■ Stated task
Word for word, repeat the entries, minus the pictures.

■ Record set
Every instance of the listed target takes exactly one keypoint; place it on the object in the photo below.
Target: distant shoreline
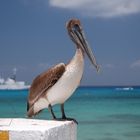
(106, 86)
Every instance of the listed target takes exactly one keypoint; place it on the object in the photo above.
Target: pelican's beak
(81, 40)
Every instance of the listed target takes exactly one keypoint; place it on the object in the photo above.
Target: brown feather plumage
(43, 82)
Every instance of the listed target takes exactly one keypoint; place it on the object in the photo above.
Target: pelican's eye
(76, 27)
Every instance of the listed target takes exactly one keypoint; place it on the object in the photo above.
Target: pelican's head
(78, 37)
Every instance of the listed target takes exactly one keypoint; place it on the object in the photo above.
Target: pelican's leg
(51, 110)
(64, 116)
(63, 112)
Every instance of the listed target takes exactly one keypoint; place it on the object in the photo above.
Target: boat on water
(12, 84)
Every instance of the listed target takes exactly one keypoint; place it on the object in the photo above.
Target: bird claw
(66, 119)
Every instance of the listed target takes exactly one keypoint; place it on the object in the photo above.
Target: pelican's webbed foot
(64, 118)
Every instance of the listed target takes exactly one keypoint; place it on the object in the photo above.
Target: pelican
(58, 83)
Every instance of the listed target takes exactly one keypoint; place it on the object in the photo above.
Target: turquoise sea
(103, 113)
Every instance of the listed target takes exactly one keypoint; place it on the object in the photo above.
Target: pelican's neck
(77, 60)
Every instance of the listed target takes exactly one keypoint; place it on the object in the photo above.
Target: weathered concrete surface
(31, 129)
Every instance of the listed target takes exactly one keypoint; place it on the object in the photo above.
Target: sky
(33, 37)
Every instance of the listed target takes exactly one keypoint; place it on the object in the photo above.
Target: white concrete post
(31, 129)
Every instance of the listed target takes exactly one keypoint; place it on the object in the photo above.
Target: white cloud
(135, 64)
(99, 8)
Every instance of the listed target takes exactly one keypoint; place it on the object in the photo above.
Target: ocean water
(103, 113)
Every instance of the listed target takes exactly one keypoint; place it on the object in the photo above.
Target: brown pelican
(57, 84)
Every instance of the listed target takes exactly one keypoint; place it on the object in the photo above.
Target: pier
(33, 129)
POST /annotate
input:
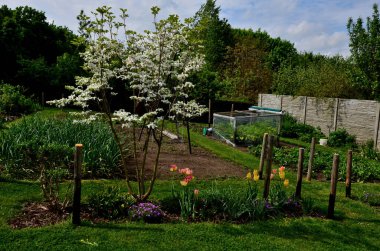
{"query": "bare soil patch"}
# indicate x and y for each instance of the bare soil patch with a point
(205, 165)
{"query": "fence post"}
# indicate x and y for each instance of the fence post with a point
(334, 178)
(262, 157)
(336, 114)
(268, 169)
(299, 172)
(305, 111)
(311, 159)
(377, 125)
(78, 157)
(43, 99)
(188, 136)
(348, 173)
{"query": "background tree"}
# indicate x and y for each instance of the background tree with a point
(245, 72)
(365, 52)
(316, 76)
(34, 51)
(215, 34)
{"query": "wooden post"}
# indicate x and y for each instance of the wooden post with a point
(377, 126)
(336, 114)
(348, 173)
(305, 111)
(209, 113)
(262, 157)
(311, 159)
(77, 183)
(334, 178)
(268, 169)
(299, 172)
(43, 99)
(188, 136)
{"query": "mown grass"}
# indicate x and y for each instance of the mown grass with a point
(356, 227)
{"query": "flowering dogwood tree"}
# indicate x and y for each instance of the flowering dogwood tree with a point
(154, 64)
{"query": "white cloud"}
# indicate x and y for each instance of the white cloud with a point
(318, 26)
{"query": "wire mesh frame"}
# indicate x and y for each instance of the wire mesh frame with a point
(245, 127)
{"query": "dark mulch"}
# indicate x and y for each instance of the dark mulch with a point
(36, 214)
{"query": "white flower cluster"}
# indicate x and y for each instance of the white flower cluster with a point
(155, 64)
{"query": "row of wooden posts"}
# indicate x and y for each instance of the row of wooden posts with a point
(267, 157)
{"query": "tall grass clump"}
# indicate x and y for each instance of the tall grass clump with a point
(23, 146)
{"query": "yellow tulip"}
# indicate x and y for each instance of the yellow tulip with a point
(184, 183)
(286, 183)
(282, 175)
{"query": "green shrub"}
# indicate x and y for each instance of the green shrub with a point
(110, 203)
(341, 138)
(367, 151)
(21, 143)
(14, 103)
(291, 128)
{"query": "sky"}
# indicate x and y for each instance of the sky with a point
(317, 26)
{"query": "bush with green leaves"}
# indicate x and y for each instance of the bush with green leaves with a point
(110, 203)
(367, 150)
(14, 103)
(21, 143)
(341, 138)
(291, 128)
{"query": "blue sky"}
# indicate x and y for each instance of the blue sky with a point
(317, 26)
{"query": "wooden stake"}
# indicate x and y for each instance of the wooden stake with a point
(209, 113)
(77, 183)
(334, 179)
(262, 157)
(311, 159)
(301, 152)
(268, 169)
(348, 173)
(188, 136)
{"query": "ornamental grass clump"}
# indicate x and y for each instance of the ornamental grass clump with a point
(186, 195)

■ Correct answer
Every instance of the listed target takes exactly one keypoint; place it on the object in the photo below.
Target: distant shoreline
(106, 86)
Every instance of the listed target takes exactly one keypoint; place it on the object in the photo above.
Target: pelican's beak
(81, 40)
Every instance of the listed target takes exactly one keypoint; place it on the object in the photo above.
Target: brown feather plumage
(43, 82)
Every instance of the listed target takes exactly one keypoint; place it on the object in the photo above.
Target: pelican's eye
(76, 27)
Every instance of the listed target takes exactly one keypoint; place it on the object in the photo above.
Target: pelican's head
(78, 37)
Every instance of the listed target takes exactly one keypoint; place it on the object in the photo above.
Target: pelican's leg
(51, 110)
(64, 116)
(63, 112)
Every instance of the listed target takes exactly one keypoint; place it on the object in the photo above.
Target: boat on water
(12, 84)
Every instance of the listed target takes exactly one keypoint; place it on the object in the photo above.
Target: bird claw
(66, 119)
Every instance of the listed target takes exactly one keypoint; place it on the object in the photo above.
Target: pelican's webbed foot
(64, 118)
Every instance of the listed target takes exactly one keypoint; place it on the object in the photo above.
Target: pelican
(58, 83)
Every instance of the listed target takes exactly one keypoint; place it on the object in the photo above.
Target: turquoise sea
(103, 113)
Every instance of the listed target takes exactly one keypoint; place it on the object in the photo above.
Target: pelican's neck
(77, 60)
Every instance of the listed target takes exactly one keypoint; place it on the object in the photo above.
Target: weathered concrete surface
(31, 129)
Every instance of the listed target takes exactly one keypoint; place it on the object in the photo above.
Target: sky
(33, 37)
Every instance of the listed target takes exactly one keypoint; place it on the object in the photo above.
Target: white concrete post
(31, 129)
Every instance of the listed target takes exactly one keypoint; place it on the object in the photo above.
Target: white cloud
(135, 64)
(99, 8)
Every instance of the listed target takes exactly one keypoint; place it on the object in the photo above.
Target: ocean water
(103, 113)
Every instance of the listed target takes exactly one keypoint; place it on the object in the photo above.
Target: brown pelican
(57, 84)
Every instance of the listed target takes exactly one keypoint; place it on the object in the photo above.
Target: pier
(33, 129)
POST /annotate
input:
{"query": "bare soil patch"}
# indicate x and y for each instance of the bare soil patch with a point
(205, 165)
{"query": "fence post"}
# indicate x and y for each instance of the fence post with a point
(334, 178)
(262, 157)
(336, 114)
(268, 169)
(299, 172)
(305, 111)
(311, 159)
(377, 125)
(78, 157)
(43, 99)
(188, 136)
(348, 173)
{"query": "background tree"}
# indicate x and y for each instance of the background tree with a point
(245, 72)
(365, 52)
(316, 76)
(34, 51)
(215, 34)
{"query": "wooden post"}
# indicate x and y for each instance of the wooden post with a point
(377, 126)
(336, 114)
(348, 173)
(305, 111)
(209, 113)
(262, 157)
(311, 159)
(77, 183)
(334, 178)
(268, 169)
(299, 172)
(43, 99)
(188, 136)
{"query": "mown grass"}
# indicate x and y for each instance of the mown grass with a point
(356, 227)
{"query": "flowering dogwood tree"}
# indicate x and y for each instance of the flowering dogwood tree with a point
(154, 64)
{"query": "white cloud"}
# indicate x and y for each instance of the white cloud with a point
(318, 26)
{"query": "wire mesh frame"}
# indicate x and y for each instance of the wire mesh frame with a point
(245, 127)
{"query": "dark mulch"}
# indicate x and y for each instance of the dark mulch with a point
(36, 214)
{"query": "white flower cluster"}
# indicate x and y for each instance of the white flower cluster with a point
(155, 64)
{"query": "row of wooden posts"}
# indicate x and y for each instance of the row of wooden posts with a point
(267, 157)
{"query": "tall grass clump"}
# indicate x and y for each instance of the tall grass clump with a point
(23, 146)
{"query": "yellow tulip"}
# indicate x and y for each instance of the yellow tulip with a point
(184, 183)
(286, 183)
(282, 175)
{"query": "green shrub"}
# indicate x and y for each instance of the green shrub with a point
(110, 203)
(341, 138)
(367, 151)
(21, 143)
(14, 103)
(291, 128)
{"query": "sky"}
# indicate x and y for each instance of the sky with a point
(317, 26)
{"query": "bush with green leaves"}
# indicate x and y for each instance of the bush with green leaves with a point
(110, 203)
(367, 150)
(14, 103)
(21, 143)
(341, 138)
(291, 128)
{"query": "blue sky"}
# indicate x and y for each instance of the blue sky with a point
(317, 26)
{"query": "wooden stake"}
# indicate x and y for each instance of the wooden stake with a point
(209, 113)
(77, 183)
(334, 179)
(262, 157)
(311, 159)
(301, 152)
(268, 169)
(348, 173)
(188, 136)
{"query": "ornamental grass clump"}
# indicate x and y for each instance of the ornamental grass clump with a point
(186, 195)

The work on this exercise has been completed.